* Yapılacak İşler
1. Küresel sermaye üzerine olan alıntıda değinileceği söylenen konuların tümü nelerdir?
2. Küresel sermaye üzerine olan alıntıda "Site icon Politik" ifadesinden "noktada kendini hissettiriyor." ifadesine kadar, bu ifade de dahil olmak üzere, olan kısmı "bütçe" yerine "vergi" koyarak yeniden yazın.

* Alıntı
###
Site icon Politik Merkez

Küresel Sermaye, Ülke Politikaları ve Üstün İnsan Gücü

kuresel-sermaye-ulke-politikalari-ve-ustun-insan-gucu

Küresel Sermaye

Okuyucu

Basit bir anlatımla başlayalım, herkesin elinde olmaya başlayan cihazların edinimiyle ilgili hesapla yola çıkalım. Buradan devlet işleyişi, bütçe uygulamaları, küresel sermayenin düzeni, insan gücü, liderlik, gelişme, politikalar ve erdemlerle ilgili konulara değinelim. Sonuçta da muttakinin görüşünü vurgulayalım. Göreceğiz ki bireysel gücün önemi her noktada kendini hissettiriyor.
###
* Veri Bölümü
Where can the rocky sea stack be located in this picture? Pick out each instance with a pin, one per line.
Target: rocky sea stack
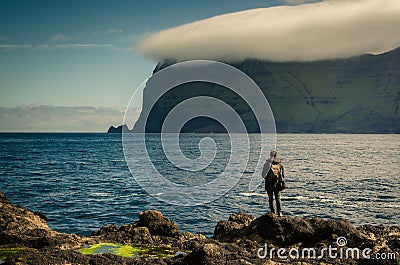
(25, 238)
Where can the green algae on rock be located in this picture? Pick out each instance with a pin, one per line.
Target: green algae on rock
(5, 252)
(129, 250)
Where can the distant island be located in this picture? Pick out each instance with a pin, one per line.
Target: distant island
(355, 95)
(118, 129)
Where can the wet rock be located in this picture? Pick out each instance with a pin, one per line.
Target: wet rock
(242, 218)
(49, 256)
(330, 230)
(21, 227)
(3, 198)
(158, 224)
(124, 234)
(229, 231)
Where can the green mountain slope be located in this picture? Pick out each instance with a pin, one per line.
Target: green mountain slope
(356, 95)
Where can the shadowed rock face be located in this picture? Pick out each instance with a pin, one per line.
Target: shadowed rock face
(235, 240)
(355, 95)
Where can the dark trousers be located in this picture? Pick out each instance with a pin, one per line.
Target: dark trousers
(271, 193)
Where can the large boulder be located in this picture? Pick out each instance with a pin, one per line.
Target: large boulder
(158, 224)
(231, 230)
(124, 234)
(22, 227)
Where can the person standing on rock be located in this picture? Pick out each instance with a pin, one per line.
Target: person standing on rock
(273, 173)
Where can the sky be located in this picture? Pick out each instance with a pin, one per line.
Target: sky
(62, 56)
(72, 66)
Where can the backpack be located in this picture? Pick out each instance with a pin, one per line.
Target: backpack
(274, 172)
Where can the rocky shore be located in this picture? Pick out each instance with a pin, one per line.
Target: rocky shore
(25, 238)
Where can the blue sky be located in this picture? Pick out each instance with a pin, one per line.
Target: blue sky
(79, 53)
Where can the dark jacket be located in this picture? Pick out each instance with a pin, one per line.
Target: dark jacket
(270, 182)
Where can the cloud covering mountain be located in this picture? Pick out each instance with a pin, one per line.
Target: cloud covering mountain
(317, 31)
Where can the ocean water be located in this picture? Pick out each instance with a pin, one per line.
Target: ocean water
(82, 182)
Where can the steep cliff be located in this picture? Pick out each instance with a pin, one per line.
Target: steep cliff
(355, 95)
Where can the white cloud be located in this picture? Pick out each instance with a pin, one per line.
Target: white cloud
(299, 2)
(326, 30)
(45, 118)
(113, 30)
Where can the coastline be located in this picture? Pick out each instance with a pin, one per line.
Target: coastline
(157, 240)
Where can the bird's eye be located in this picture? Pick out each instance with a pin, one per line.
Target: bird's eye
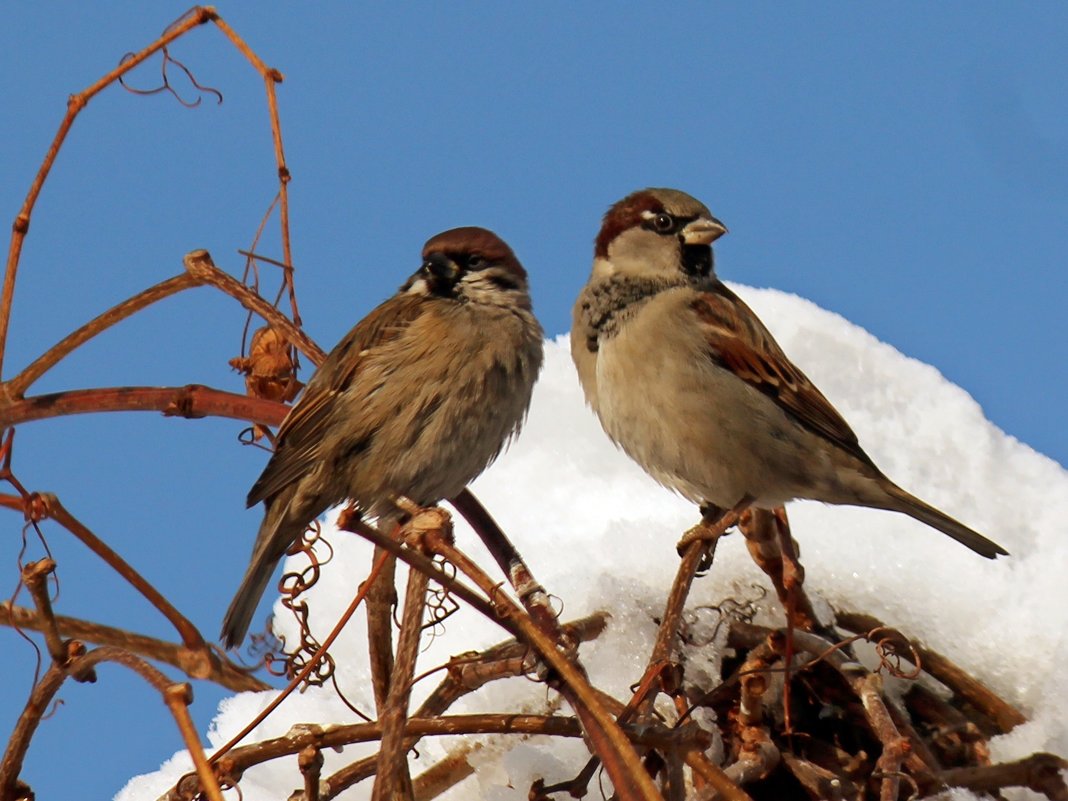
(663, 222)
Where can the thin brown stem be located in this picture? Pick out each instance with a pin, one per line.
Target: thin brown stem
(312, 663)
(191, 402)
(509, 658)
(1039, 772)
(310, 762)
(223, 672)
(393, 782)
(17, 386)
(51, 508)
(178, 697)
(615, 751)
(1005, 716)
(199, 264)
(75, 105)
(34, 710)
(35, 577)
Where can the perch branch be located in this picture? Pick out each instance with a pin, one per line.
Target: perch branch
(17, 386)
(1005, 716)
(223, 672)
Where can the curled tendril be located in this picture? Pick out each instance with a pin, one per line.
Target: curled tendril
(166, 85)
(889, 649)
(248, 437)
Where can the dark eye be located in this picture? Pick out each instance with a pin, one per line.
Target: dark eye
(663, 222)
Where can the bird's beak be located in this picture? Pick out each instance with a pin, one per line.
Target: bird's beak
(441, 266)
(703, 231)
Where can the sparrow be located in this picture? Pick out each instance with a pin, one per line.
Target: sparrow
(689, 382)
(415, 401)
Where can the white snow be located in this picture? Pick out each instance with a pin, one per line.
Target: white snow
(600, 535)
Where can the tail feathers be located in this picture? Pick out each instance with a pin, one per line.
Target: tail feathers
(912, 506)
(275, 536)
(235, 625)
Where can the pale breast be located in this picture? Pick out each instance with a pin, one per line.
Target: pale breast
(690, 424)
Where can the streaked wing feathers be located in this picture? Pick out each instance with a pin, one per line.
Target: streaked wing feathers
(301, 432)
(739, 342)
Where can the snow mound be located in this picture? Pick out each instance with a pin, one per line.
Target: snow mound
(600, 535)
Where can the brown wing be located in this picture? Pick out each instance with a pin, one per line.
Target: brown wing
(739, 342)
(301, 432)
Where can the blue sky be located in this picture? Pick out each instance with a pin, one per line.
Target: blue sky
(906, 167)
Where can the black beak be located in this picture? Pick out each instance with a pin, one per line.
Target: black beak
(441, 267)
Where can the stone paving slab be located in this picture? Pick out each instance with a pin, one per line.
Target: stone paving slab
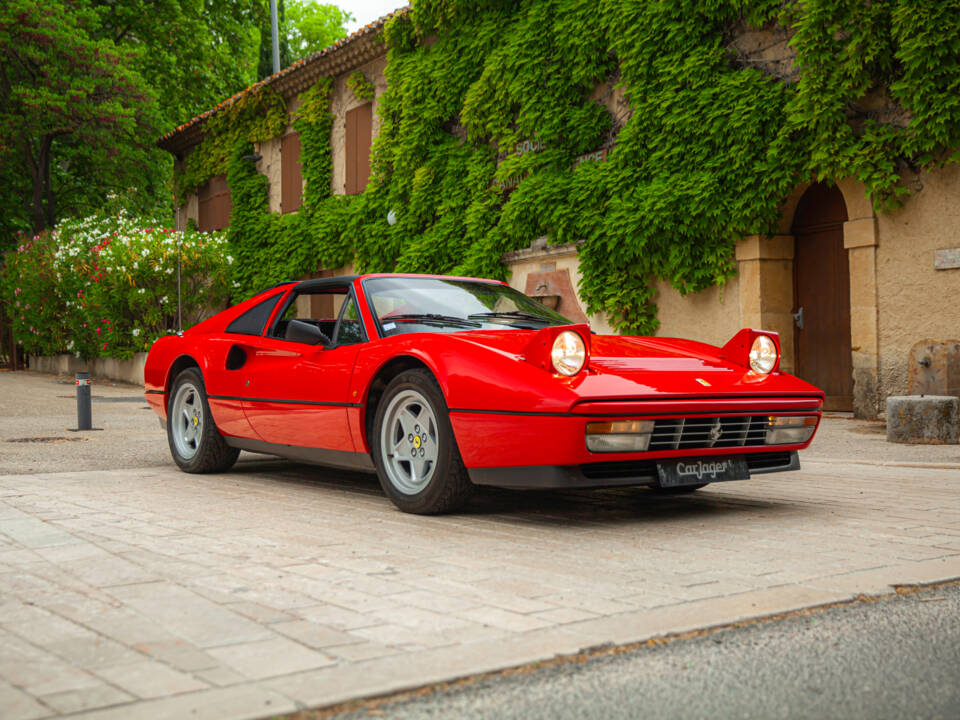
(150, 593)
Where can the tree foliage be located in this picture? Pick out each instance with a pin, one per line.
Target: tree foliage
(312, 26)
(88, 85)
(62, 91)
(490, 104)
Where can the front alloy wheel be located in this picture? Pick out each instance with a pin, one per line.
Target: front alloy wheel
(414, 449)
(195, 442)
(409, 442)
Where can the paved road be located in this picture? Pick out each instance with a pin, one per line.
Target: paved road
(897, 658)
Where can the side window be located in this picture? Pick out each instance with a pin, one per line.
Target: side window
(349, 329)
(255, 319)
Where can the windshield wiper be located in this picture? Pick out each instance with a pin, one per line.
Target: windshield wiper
###
* Yanıtlar
1.
- Devlet işleyişi
- Bütçe uygulamaları
- Küresel sermayenin düzeni
- İnsan gücü
- Liderlik
- Gelişme
- Politikalar
- Erdemler

2.
Site icon Politik Merkez

Küresel Sermaye, Ülke Politikaları ve Üstün İnsan Gücü

kuresel-sermaye-ulke-politikalari-ve-ustun-insan-gucu

Küresel Sermaye

Okuyucu

Basit bir anlatımla başlayalım, herkesin elinde olmaya başlayan cihazların edinimiyle ilgili hesapla yola çıkalım. Buradan devlet işleyişi, vergi uygulamaları, küresel sermayenin düzeni, insan gücü, liderlik, gelişme, politikalar ve erdemlerle ilgili konulara değinelim. Sonuçta da muttakinin görüşünü vurgulayalım. Göreceğiz ki bireysel gücün önemi her noktada kendini hissettiriyor.